▶ Requirements
- 1) In the excerpt about predicting college outcomes from middle school data, how often could the selective-college logistic regression model make the correct distinction when applied to data from new students?
- 2) List every factor that the excerpt about predicting college outcomes from middle school data says is associated with a lower chance of attending a selective college.

For my high school measures of interest, students who used the 
system during their middle school years and who are now in high 
school, were administered with two surveys: the first is a short 
questionnaire that asked the highest level of math and science 
courses that the student completed in high school and asks the 
student what his/her educational and career plans are upon 
graduation. The second survey is the an CAPA survey, designed 
by Fred Borgen and Nancy Betz [4], It is an online survey with 
Likert scale inputs from students that gauges their interest and 
confidence on certain domains and skills, and then assesses their 
overall self-efficacy and vocational interests using existing 
instruments. 

A subset of our student sample who were expected to be in 
postsecondary stage of education by the time of data collection 
were identified for their postsecondary education status. For their 
college enrollment information, records were requested from the 
National Student Clearinghouse, with information such as whether 
they were enrolled in a college or not, the name of the university, 
date of enrollment, and college major enlisted if available. We 
supplemented this data with college selectivity classification of 
the said postsecondary institutions, taken from the Barron’s 
College Selectivity Rating which classifies colleges into ten 
categories [7, 16], from most selective or ‘Most Competitive’ to 
‘Special’ which consist of specialty institutions such as schools of 
music, culinary schools, art schools, etc. Another source of data 
includes survey data about post-high school academic and career 
achievements that was administered to this subset of students. 

3. Preliminary Work 

In developing an overall integrated model, I initially tested the 
predictive power of the middle school factors on separate 
postsecondary outcomes. First, I applied fine-grained models of 
student knowledge, student academic emotions (boredom, 
engaged concentration, confusion, frustration) and behavior on 
middle school interaction data to understand how student learning 
and engagement during this phase of learning can predict college 
enrollment. A logistic regression model was developed and can 
distinguish a student who will enroll in college (68.6% of the 
time, an above average performance for models created from 
“discovery with models”). In particular, boredom, confusion, and 
slip/carelessness are significant predictors of college enrollment 
both by themselves and contribute to the overall model of college 
enrollment. The relationships seen between boredom and college 
enrollment, and gaming the system and college enrollment 
indicate that relatively weak indicators of disengagement are 
associated with lower probability of college enrollment. Success 
within middle school mathematics is positively associated with 
college enrollment, a finding that aligns with studies that 
conceptualize high performance as a sign of college readiness [15] 
and models that suggest that developing aptitude predicts college 
attendance [8], 


Next, I also modeled whether students will attend a selective 
college, combining data from students who used the ASSISTment 
system with data on college enrollment, and ratings from Barron’s 
on college selectivity. These were used to model another logistic 
regression model that could distinguish between a student who 
will attend a selective college and a student who will not attend a 
selective college 76% of the time when applied to data from new 
students. This model indicated that the following factors are 
associated with lower chance of attending a selective college: 
gaming the system, boredom, confusion, frustration, less engaged 
concentration, lower knowledge, and carelessness.

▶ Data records
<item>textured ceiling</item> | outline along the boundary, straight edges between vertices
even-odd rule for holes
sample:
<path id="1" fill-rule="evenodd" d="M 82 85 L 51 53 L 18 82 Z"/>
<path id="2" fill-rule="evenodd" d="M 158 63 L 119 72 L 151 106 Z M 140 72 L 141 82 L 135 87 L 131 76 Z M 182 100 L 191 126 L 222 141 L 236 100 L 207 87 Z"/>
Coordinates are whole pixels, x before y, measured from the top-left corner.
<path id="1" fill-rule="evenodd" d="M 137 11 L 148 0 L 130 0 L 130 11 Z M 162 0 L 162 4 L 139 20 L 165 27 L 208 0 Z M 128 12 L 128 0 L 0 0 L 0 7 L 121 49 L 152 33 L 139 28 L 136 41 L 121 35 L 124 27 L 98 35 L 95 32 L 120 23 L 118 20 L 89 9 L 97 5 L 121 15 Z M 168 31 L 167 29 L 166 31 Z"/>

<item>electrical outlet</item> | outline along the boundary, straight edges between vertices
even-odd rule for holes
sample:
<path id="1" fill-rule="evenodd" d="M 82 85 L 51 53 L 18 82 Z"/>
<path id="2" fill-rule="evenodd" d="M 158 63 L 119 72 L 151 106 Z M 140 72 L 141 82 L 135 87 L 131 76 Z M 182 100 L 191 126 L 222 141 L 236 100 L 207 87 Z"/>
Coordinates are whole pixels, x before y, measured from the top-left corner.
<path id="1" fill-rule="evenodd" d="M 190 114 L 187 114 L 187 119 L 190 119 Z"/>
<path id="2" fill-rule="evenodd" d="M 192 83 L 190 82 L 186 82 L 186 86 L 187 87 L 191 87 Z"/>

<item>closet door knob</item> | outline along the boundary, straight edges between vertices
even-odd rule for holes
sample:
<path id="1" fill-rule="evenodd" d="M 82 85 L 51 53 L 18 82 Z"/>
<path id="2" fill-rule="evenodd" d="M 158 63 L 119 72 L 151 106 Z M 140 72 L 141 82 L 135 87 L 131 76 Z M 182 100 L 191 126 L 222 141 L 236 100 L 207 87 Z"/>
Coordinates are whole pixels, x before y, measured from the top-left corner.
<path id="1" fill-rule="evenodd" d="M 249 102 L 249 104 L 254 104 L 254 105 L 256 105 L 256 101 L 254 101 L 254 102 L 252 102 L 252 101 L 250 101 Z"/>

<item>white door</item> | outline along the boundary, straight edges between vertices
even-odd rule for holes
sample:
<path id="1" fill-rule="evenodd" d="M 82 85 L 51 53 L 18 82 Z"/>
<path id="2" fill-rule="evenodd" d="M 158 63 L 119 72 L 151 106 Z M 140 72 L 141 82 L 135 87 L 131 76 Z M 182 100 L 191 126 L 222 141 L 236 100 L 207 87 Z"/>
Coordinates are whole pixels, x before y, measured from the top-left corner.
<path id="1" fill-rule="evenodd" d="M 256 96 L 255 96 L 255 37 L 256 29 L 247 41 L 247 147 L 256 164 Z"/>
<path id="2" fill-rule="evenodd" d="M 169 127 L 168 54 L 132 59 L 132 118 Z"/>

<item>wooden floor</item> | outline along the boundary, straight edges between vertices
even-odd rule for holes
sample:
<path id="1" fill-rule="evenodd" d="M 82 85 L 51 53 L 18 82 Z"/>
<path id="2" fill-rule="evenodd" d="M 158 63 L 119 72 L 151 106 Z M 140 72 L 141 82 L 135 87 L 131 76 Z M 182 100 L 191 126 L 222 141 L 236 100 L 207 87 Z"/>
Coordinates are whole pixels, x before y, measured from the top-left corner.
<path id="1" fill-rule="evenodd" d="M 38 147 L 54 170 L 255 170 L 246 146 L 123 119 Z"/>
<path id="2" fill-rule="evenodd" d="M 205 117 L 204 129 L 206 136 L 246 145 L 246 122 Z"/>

▶ Problem solutions
- 1) It did so 76% of the time.

- 2)
- Gaming the system
- Boredom
- Confusion
- Frustration
- Less engaged concentration
- Lower knowledge
- Carelessness